-- Start of PROVIDED PASSAGE --

Skip to content

perf: specialize Builtin1 and Builtin3 apply paths#807

Merged
stephenamar-db merged 1 commit into
databricks:masterfrom
He-Pin:perf/builtin-apply-overrides
Apr 30, 2026
Merged

perf: specialize Builtin1 and Builtin3 apply paths#807
stephenamar-db merged 1 commit into
databricks:masterfrom
He-Pin:perf/builtin-apply-overrides

Conversation

@He-Pin
Copy link
Copy Markdown
Contributor

@He-Pin He-Pin commented Apr 30, 2026

Split out from #763.

Motivation:

Reduce allocation and dispatch overhead when one- and three-argument builtins are called through the dynamic Val.Func.apply1 / apply3 path.

Key Design Decision:

Keep the optimization local and semantics-preserving. Builtin2 already has an exact-arity apply2 override; this adds matching Builtin1.apply1 and Builtin3.apply3 overrides. Exact positional calls directly invoke the structured evalRhs overload and skip constructing an intermediate Array. Non-exact paths still fall back to the generic parent application path.

Correctness:

  • The direct path matches the existing Builtin1.apply / Builtin3.apply exact positional behavior: force the supplied Eval values, then call the typed evalRhs.
  • Named arguments, missing defaults, too many arguments, and other non-exact calls still use the generic function application logic.
  • Static Expr.ApplyBuiltin1 / Expr.ApplyBuiltin3 paths are unchanged; this only helps dynamic builtin calls such as a builtin stored in a local or returned from another function.

Modification:

  • Add Builtin1.apply1.
  • Add Builtin3.apply3.

-- End of PROVIDED PASSAGE --

▶ _YOUR TASK_
According to the pull request description above, which builtin already had an exact-arity apply override before this change?

-- Start of RECORDED DATA --

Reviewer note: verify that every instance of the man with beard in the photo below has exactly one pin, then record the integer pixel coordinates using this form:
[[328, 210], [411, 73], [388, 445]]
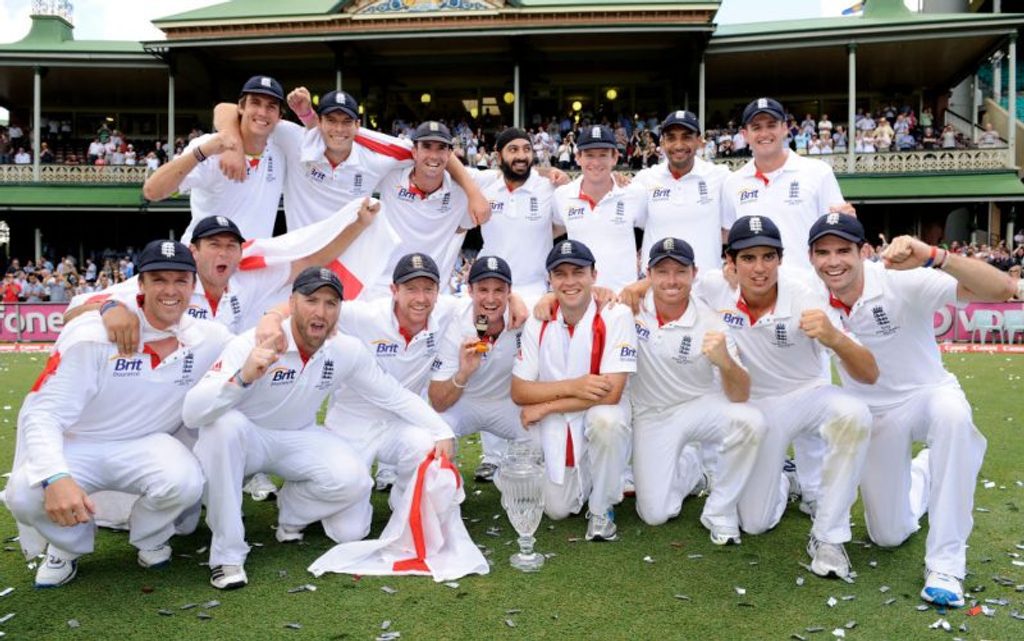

-- End of RECORDED DATA --

▶ _RESPONSE TO THE TASK_
Builtin2, which had an apply2 override.